TASK TO CARRY OUT:
Please count the lines in the items below that contain the string "white", treating uppercase and lowercase as different, and reply with only that number.

DATASET ROWS:
□ □ □ □ □

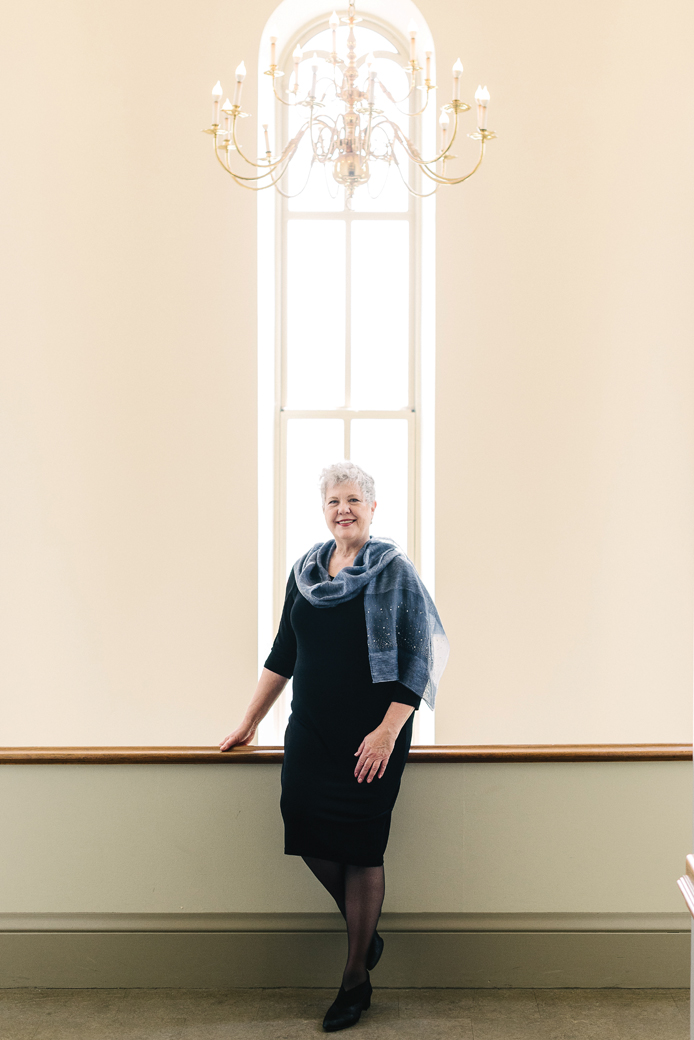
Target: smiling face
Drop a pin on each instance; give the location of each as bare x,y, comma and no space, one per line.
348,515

□ □ □ □ □

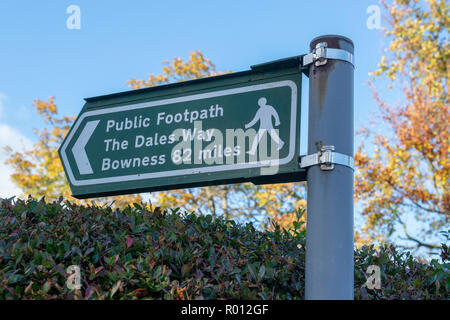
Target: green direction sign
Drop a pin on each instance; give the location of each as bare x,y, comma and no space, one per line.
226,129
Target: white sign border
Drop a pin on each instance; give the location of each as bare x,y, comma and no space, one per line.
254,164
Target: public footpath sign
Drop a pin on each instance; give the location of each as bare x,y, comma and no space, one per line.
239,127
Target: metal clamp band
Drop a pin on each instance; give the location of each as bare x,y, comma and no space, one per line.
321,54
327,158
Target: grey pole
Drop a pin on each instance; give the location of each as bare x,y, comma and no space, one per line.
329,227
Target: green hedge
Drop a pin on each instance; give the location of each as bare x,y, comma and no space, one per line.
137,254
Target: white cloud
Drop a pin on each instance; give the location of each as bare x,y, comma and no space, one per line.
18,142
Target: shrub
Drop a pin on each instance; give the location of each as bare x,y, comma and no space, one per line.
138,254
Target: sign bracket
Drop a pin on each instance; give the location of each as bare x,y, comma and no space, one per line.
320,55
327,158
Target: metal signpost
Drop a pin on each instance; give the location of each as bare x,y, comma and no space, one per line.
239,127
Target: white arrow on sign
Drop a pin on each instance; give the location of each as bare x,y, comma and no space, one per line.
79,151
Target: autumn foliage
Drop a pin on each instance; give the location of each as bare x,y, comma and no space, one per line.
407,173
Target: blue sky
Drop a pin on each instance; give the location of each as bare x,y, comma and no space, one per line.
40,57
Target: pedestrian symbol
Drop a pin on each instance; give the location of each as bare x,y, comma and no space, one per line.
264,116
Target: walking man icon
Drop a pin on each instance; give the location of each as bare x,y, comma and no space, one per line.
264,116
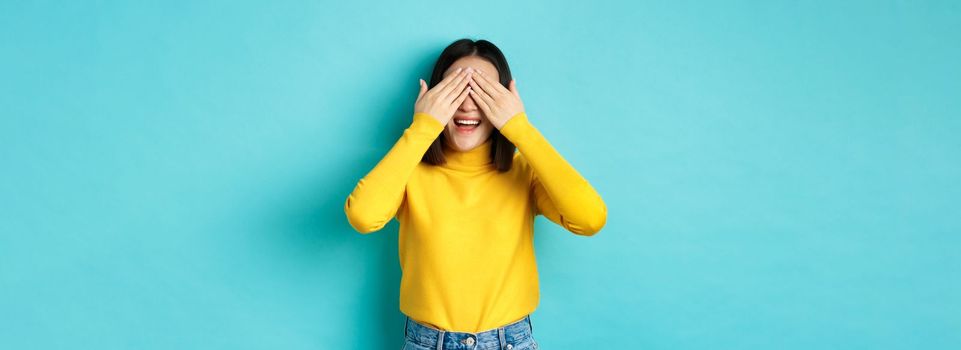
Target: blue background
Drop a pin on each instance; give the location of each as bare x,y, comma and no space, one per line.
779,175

□ □ □ □ □

WRITTEN RESPONSE:
3